Extracted records ::

++++++

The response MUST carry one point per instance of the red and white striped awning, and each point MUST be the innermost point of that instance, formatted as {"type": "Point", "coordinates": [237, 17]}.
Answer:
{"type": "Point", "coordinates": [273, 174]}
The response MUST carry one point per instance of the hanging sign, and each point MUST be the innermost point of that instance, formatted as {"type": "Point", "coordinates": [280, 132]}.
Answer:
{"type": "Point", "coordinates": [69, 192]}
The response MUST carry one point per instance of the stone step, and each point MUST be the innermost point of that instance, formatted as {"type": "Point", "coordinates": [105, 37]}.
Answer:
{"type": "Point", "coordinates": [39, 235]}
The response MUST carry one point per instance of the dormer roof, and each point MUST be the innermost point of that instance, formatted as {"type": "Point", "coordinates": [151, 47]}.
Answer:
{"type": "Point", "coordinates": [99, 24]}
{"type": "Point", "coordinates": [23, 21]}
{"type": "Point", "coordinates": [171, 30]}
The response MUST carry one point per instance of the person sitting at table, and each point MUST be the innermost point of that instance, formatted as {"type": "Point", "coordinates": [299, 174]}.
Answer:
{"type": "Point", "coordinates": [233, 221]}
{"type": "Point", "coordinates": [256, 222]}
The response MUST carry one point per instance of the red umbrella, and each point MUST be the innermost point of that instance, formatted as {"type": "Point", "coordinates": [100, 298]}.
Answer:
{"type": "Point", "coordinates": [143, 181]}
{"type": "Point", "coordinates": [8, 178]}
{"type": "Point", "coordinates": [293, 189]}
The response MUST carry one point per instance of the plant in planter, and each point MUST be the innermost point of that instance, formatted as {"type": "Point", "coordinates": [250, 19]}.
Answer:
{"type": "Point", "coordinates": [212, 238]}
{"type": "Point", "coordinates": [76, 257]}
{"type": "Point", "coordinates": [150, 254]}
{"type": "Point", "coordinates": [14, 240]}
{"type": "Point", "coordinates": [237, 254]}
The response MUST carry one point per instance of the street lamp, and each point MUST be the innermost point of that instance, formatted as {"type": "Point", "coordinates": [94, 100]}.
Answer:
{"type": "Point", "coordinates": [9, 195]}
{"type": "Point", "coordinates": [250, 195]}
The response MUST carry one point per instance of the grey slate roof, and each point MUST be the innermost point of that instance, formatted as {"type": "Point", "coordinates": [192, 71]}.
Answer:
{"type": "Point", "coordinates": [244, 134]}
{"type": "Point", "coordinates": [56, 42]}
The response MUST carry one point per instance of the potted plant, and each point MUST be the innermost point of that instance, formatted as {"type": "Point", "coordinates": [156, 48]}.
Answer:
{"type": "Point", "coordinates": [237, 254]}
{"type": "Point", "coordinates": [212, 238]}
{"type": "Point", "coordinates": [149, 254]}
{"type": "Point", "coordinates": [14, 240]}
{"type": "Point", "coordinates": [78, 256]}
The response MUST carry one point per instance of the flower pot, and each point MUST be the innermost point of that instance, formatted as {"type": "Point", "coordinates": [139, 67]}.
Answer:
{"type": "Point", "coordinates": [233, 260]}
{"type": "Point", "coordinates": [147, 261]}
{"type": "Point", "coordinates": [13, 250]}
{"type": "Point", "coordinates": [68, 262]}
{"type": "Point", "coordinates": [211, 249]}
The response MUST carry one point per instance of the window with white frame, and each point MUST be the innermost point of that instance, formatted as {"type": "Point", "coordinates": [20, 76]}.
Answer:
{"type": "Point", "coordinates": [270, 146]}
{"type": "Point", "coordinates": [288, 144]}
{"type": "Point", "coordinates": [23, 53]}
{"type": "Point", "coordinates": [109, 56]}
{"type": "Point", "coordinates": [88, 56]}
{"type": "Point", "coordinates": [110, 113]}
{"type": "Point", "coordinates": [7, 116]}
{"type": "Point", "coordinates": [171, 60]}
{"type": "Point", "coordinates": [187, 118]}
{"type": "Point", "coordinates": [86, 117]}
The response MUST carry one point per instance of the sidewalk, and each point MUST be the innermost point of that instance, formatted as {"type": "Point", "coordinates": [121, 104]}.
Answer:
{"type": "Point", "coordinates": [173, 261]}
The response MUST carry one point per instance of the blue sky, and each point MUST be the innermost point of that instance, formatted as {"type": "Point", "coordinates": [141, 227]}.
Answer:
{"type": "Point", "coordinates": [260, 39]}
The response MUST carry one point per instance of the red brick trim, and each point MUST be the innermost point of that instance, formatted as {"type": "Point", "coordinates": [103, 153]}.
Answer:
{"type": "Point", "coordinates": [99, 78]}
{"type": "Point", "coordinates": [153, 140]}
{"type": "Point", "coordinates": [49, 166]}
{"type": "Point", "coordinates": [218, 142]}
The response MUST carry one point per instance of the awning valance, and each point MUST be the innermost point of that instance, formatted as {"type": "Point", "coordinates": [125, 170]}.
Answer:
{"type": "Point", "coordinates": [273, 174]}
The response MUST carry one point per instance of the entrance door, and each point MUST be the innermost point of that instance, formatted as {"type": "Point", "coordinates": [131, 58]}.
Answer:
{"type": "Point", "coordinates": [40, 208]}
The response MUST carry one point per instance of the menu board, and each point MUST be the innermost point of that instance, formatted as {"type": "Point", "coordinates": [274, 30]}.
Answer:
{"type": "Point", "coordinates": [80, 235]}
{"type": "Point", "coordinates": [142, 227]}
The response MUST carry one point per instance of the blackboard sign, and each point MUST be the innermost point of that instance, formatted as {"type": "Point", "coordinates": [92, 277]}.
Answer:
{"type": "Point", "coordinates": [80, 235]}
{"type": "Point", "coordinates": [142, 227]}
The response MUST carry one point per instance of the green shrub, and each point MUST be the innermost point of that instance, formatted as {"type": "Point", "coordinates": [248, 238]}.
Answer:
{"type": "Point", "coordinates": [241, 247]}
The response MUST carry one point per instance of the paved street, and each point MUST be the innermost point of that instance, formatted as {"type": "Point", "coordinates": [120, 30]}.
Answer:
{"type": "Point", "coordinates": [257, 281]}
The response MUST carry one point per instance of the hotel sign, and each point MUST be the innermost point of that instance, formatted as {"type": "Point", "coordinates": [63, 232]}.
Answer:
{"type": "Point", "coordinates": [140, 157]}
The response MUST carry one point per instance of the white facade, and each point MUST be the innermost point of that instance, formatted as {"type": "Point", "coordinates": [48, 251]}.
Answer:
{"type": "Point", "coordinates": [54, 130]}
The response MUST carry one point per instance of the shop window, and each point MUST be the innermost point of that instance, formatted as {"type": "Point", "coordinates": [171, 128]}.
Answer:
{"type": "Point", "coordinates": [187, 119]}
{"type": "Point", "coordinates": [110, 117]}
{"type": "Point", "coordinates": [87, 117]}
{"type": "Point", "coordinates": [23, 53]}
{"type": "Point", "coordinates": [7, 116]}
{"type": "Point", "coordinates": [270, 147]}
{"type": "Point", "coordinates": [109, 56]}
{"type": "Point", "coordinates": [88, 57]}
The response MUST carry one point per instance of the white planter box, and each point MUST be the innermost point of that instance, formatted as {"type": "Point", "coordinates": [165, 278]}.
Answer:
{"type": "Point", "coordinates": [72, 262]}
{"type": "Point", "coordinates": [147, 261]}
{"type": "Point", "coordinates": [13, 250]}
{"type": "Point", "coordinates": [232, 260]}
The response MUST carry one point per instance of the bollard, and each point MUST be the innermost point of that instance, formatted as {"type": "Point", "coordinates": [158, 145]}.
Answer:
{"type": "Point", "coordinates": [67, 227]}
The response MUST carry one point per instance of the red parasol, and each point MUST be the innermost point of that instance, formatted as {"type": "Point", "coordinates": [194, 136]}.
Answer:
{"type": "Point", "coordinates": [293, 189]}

++++++

Aim of the exercise ::
Reproduce the material above without altering a single character.

Your solution ::
The response MUST carry one point per instance of the red and white striped awning, and each point MUST be the innermost point of that instance, formatted as {"type": "Point", "coordinates": [237, 17]}.
Answer:
{"type": "Point", "coordinates": [273, 174]}
The response MUST carry one point per instance of the hanging sign, and each point MUST be the innermost point of that instance, formatted as {"type": "Point", "coordinates": [280, 132]}.
Answer:
{"type": "Point", "coordinates": [69, 192]}
The response MUST carry one point per instance of the stone step, and each point MUST be the innermost point of that instance, formatted as {"type": "Point", "coordinates": [105, 37]}.
Answer:
{"type": "Point", "coordinates": [39, 235]}
The response MUST carry one point per instance of the dormer roof, and each point MUST be the innermost point of that instance, formatted as {"type": "Point", "coordinates": [151, 47]}.
Answer:
{"type": "Point", "coordinates": [99, 24]}
{"type": "Point", "coordinates": [23, 21]}
{"type": "Point", "coordinates": [171, 30]}
The response MUST carry one point per instance of the person sitting at table, and each point MUST be the innermost point of that instance, formatted as {"type": "Point", "coordinates": [299, 174]}.
Answer:
{"type": "Point", "coordinates": [233, 221]}
{"type": "Point", "coordinates": [256, 222]}
The response MUST carry one point per instance of the red umbrella, and each point MUST be the innermost point of that instance, formatted as {"type": "Point", "coordinates": [100, 298]}.
Answer:
{"type": "Point", "coordinates": [143, 181]}
{"type": "Point", "coordinates": [8, 178]}
{"type": "Point", "coordinates": [293, 189]}
The response MUST carry one point per instance of the plant in planter, and each point MUST be the innermost point of that instance, formatted as {"type": "Point", "coordinates": [250, 19]}.
Answer:
{"type": "Point", "coordinates": [212, 238]}
{"type": "Point", "coordinates": [76, 257]}
{"type": "Point", "coordinates": [150, 254]}
{"type": "Point", "coordinates": [14, 240]}
{"type": "Point", "coordinates": [237, 254]}
The response MUST carry one point per instance of the street lamp, and each point MUST be the innermost point of that instance, formatted as {"type": "Point", "coordinates": [94, 100]}.
Answer:
{"type": "Point", "coordinates": [9, 195]}
{"type": "Point", "coordinates": [250, 195]}
The response MUST carry one point per instance of the grey slate roof, and each point MUST be the innermost point of that instance, formatted as {"type": "Point", "coordinates": [192, 71]}.
Answer:
{"type": "Point", "coordinates": [244, 134]}
{"type": "Point", "coordinates": [56, 42]}
The response MUST carry one point per instance of the potted plant, and each point MUST be the innermost point of that instance, formatted as {"type": "Point", "coordinates": [156, 48]}.
Answer:
{"type": "Point", "coordinates": [237, 254]}
{"type": "Point", "coordinates": [212, 238]}
{"type": "Point", "coordinates": [149, 254]}
{"type": "Point", "coordinates": [14, 240]}
{"type": "Point", "coordinates": [78, 256]}
The response MUST carry one point per instance of the flower pot, and each point MUST be the innermost point of that instance, formatted as {"type": "Point", "coordinates": [139, 67]}.
Answer:
{"type": "Point", "coordinates": [233, 260]}
{"type": "Point", "coordinates": [147, 261]}
{"type": "Point", "coordinates": [13, 250]}
{"type": "Point", "coordinates": [68, 262]}
{"type": "Point", "coordinates": [211, 249]}
The response MUST carry one point per instance of the window with white frame, and each point MUST be the innermost point of that instance, formatted as {"type": "Point", "coordinates": [20, 76]}.
Answer:
{"type": "Point", "coordinates": [270, 146]}
{"type": "Point", "coordinates": [288, 144]}
{"type": "Point", "coordinates": [23, 53]}
{"type": "Point", "coordinates": [109, 56]}
{"type": "Point", "coordinates": [88, 56]}
{"type": "Point", "coordinates": [110, 113]}
{"type": "Point", "coordinates": [7, 116]}
{"type": "Point", "coordinates": [171, 60]}
{"type": "Point", "coordinates": [187, 118]}
{"type": "Point", "coordinates": [86, 117]}
The response MUST carry one point per instance of the sidewalk, and each point MUST be the innermost point of that instance, formatted as {"type": "Point", "coordinates": [121, 104]}.
Answer:
{"type": "Point", "coordinates": [173, 261]}
The response MUST carry one point per instance of the blue sky, and each point MUST be the innermost point of that instance, formatted as {"type": "Point", "coordinates": [141, 227]}.
Answer:
{"type": "Point", "coordinates": [260, 39]}
The response MUST carry one point per instance of the red brick trim, and each point MUST be the innermost point of that instance, formatted as {"type": "Point", "coordinates": [103, 153]}.
Answer:
{"type": "Point", "coordinates": [99, 78]}
{"type": "Point", "coordinates": [153, 140]}
{"type": "Point", "coordinates": [49, 166]}
{"type": "Point", "coordinates": [218, 142]}
The response MUST carry one point per instance of the awning valance, and each point MUST be the innermost point of that instance, formatted as {"type": "Point", "coordinates": [125, 170]}.
Answer:
{"type": "Point", "coordinates": [273, 174]}
The response MUST carry one point per instance of the entrance door, and each point MUST be the innermost point of that instance, formatted as {"type": "Point", "coordinates": [131, 58]}.
Answer:
{"type": "Point", "coordinates": [40, 208]}
The response MUST carry one point per instance of the menu board, and each point MUST be the innermost point of that instance, formatted as {"type": "Point", "coordinates": [274, 30]}.
Answer:
{"type": "Point", "coordinates": [80, 235]}
{"type": "Point", "coordinates": [142, 227]}
The response MUST carry one point per instance of the blackboard sign, and each point MUST be the innermost point of that instance, formatted as {"type": "Point", "coordinates": [92, 277]}.
Answer:
{"type": "Point", "coordinates": [80, 235]}
{"type": "Point", "coordinates": [142, 227]}
The response MUST carry one point per instance of the green shrub, and each point MUST be the innermost point of that instance, formatted as {"type": "Point", "coordinates": [248, 238]}.
Answer:
{"type": "Point", "coordinates": [241, 247]}
The response MUST carry one point per instance of the paved street, and each point MUST be the innermost point of that instance, formatted as {"type": "Point", "coordinates": [120, 30]}.
Answer:
{"type": "Point", "coordinates": [257, 281]}
The response MUST carry one point per instance of the hotel sign, and each point MUST be the innermost point of that instance, formatted as {"type": "Point", "coordinates": [63, 232]}.
Answer:
{"type": "Point", "coordinates": [140, 157]}
The response MUST carry one point per instance of the white facade, and each point MUST be the innermost point of that instance, formatted as {"type": "Point", "coordinates": [48, 251]}.
Answer:
{"type": "Point", "coordinates": [54, 130]}
The response MUST carry one point per instance of the shop window, and each point MUST be the innermost point of that instance, formatted as {"type": "Point", "coordinates": [171, 128]}.
Answer:
{"type": "Point", "coordinates": [187, 119]}
{"type": "Point", "coordinates": [110, 117]}
{"type": "Point", "coordinates": [87, 117]}
{"type": "Point", "coordinates": [23, 53]}
{"type": "Point", "coordinates": [7, 116]}
{"type": "Point", "coordinates": [270, 147]}
{"type": "Point", "coordinates": [109, 56]}
{"type": "Point", "coordinates": [88, 57]}
The response MUST carry one point per instance of the white planter box, and each point MUST be the innermost point of that instance, formatted as {"type": "Point", "coordinates": [165, 278]}.
Answer:
{"type": "Point", "coordinates": [72, 262]}
{"type": "Point", "coordinates": [147, 261]}
{"type": "Point", "coordinates": [13, 250]}
{"type": "Point", "coordinates": [232, 260]}
The response MUST carry one point per instance of the bollard, and each point MUST be the innermost point of that instance, formatted as {"type": "Point", "coordinates": [158, 145]}.
Answer:
{"type": "Point", "coordinates": [67, 227]}
The response MUST carry one point per instance of the red parasol, and each point MUST be the innermost point of that instance, formatted as {"type": "Point", "coordinates": [194, 136]}.
Answer:
{"type": "Point", "coordinates": [293, 189]}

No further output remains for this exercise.